I just love their look on pics, wristshot and the fact you can change , adjust the look of your wrist to suit your clothes, shoes, belt or hair color even your dog ? why not ?

But to me theyre useless in an everyday setup and as I get my hands wet ten times a day and would forget I got a textile strap on and would have to remove my watch all day long. 

Also don't know how many of you handle this extra thickness, specially those PO8500's on oem omega nato that end looking like a hovercraft floating above your wrists, looks weird imho. Looked weird on Mr Craig wrist aswell in Spectre if you ask me, the AT master co ax on bracelet even worn loose for sakes of product placement looked nicer.

But we all know this nato strap was for the purpose of a special scene in the movie where a bracelet would have been trickier to remove from the wrist.


----------



## AK CH (Apr 15, 2008)

I tried them (Omega branded included) and they just don't do it for me. They sit way too high to be attractive looking IMO, and I feel the extra height only makes me more likely to bang the watch head on something. Now, I love the look of natos in pictures, they are just too "loud" looking in practice for my liking. It sucks I spent so much money to learn the lesson though.


----------



## golfjunky1 (Aug 11, 2009)

sorry, i think your wrong


----------



## ivancrown (Feb 3, 2016)

For me it's all about opinions. Having multiple straps is like picking out a tie or footwear. Not to mention that Nato straps are much more comfortable. 

Sent from my LGLS991 using Tapatalk


----------



## iinsic (Feb 18, 2010)

Takemusu said:


> If he is important enough to get sign off on deals make by the franchise, it does not make him a soulless shill.


You're right. DC actually comes across as rather soulful at times, so I amend my earlier assessment to "soulful shill." But, in addition to his involvement with Omega as James Bond, he also is a paid product spokesman for Omega as Danial Craig. Do you even know what "shill" means?

2.a person who publicizes or praises something or someone for reasons of self-interest, personal profit, or friendship or loyalty.


----------



## Takemusu (Feb 8, 2012)

-.-.-

▸ **Written instruction 1**
Pull out every line of the entries that contains the string "blue", treating uppercase and lowercase as different.
The forum thread and the entries have nothing to do with each other.

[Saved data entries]
-.-.-

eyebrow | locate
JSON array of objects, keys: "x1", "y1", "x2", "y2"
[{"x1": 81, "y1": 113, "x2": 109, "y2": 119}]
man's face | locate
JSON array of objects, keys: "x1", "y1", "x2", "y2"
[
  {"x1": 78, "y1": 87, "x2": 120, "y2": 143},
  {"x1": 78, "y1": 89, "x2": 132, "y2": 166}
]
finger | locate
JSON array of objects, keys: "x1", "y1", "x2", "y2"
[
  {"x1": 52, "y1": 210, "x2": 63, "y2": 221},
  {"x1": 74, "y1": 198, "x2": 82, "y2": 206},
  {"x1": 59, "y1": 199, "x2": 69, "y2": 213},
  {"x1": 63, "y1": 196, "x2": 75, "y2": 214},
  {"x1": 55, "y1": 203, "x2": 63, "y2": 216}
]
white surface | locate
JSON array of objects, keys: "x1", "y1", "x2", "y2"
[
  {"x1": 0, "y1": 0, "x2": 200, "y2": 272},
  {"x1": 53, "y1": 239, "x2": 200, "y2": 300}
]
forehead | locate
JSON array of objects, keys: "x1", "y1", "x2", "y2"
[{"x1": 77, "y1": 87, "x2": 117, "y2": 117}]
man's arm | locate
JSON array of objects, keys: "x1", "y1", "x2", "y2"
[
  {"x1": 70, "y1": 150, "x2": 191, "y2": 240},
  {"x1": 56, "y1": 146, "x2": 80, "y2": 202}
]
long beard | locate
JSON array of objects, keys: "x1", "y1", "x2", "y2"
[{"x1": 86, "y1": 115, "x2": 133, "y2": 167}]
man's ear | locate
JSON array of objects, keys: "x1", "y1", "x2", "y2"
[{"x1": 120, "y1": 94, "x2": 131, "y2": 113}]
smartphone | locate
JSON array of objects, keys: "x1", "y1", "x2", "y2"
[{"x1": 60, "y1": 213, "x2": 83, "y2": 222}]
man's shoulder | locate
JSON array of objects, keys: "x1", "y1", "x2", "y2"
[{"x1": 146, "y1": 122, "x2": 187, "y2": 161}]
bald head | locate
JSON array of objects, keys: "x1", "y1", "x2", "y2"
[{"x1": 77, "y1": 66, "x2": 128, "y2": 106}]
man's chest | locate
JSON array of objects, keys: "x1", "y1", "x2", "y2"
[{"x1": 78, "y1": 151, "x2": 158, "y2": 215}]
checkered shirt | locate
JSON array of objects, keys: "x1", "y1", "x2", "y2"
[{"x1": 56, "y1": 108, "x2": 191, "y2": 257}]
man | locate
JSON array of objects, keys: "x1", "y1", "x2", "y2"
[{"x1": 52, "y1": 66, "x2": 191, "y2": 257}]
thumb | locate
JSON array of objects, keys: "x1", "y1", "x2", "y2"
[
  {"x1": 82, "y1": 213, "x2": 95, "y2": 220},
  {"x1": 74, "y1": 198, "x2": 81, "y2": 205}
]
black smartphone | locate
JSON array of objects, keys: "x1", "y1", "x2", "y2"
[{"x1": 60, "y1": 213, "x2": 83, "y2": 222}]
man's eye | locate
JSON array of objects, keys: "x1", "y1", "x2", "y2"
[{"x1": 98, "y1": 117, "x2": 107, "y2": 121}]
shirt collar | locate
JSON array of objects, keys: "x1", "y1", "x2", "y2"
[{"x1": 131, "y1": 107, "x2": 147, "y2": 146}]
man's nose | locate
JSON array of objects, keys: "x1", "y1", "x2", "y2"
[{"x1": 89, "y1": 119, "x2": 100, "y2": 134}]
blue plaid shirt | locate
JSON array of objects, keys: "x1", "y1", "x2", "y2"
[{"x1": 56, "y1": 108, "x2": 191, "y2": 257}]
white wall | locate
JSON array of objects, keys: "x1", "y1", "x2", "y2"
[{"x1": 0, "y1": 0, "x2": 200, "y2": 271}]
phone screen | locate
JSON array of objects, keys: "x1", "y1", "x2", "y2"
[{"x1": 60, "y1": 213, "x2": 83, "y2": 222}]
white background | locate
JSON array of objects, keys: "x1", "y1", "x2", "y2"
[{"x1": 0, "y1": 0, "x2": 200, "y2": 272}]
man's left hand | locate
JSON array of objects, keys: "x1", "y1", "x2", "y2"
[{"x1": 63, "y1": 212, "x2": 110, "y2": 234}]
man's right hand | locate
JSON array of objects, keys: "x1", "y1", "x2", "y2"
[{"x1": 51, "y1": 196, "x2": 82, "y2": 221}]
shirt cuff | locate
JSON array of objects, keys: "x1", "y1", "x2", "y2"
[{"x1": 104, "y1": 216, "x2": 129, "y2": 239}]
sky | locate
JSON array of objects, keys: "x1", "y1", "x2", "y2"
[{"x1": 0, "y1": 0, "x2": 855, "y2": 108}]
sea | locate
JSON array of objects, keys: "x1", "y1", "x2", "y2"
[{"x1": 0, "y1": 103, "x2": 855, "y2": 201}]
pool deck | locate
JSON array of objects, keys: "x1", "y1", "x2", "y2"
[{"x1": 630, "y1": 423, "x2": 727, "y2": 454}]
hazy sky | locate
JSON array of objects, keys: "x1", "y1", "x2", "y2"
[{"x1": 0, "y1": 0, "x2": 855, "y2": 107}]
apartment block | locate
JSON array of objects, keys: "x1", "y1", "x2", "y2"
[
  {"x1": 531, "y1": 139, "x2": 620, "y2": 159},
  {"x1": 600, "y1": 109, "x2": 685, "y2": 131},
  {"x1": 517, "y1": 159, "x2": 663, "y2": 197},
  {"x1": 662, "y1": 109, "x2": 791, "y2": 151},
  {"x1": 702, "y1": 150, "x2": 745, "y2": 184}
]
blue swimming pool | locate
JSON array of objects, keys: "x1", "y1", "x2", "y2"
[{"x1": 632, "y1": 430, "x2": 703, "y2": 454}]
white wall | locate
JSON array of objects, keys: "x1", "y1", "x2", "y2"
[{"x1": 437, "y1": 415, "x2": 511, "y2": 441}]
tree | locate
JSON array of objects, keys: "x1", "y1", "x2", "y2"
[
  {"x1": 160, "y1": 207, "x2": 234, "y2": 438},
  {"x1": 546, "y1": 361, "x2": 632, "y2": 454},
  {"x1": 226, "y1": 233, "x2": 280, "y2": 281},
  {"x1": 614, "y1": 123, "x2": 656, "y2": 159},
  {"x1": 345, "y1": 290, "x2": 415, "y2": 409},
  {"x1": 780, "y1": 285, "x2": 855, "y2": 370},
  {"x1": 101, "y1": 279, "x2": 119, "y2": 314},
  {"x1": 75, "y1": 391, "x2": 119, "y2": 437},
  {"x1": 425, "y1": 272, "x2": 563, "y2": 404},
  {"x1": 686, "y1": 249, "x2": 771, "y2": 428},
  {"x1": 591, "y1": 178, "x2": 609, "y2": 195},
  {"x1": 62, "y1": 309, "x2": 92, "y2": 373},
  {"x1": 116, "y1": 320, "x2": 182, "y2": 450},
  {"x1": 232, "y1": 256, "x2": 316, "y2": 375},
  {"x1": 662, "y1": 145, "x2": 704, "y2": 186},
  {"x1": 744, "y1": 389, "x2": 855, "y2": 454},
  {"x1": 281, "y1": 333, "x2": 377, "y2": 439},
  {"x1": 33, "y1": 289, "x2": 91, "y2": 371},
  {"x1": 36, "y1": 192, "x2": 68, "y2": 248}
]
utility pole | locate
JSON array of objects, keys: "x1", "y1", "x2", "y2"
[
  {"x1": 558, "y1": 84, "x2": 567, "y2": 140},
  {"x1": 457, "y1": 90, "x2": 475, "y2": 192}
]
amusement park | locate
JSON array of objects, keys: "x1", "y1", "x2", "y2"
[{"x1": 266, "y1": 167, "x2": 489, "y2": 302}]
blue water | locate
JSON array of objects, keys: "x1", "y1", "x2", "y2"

-.-.-

▸ **Written instruction 2**
Retype the part of the forum thread on watch straps that runs from "I tried them" up to and including "(Aug 11, 2009)".

▸ **Correct answer 1**
blue plaid shirt | locate
blue swimming pool | locate
blue water | locate

▸ **Correct answer 2**
I tried them (Omega branded included) and they just don't do it for me. They sit way too high to be attractive looking IMO, and I feel the extra height only makes me more likely to bang the watch head on something. Now, I love the look of natos in pictures, they are just too "loud" looking in practice for my liking. It sucks I spent so much money to learn the lesson though.


----------



## golfjunky1 (Aug 11, 2009)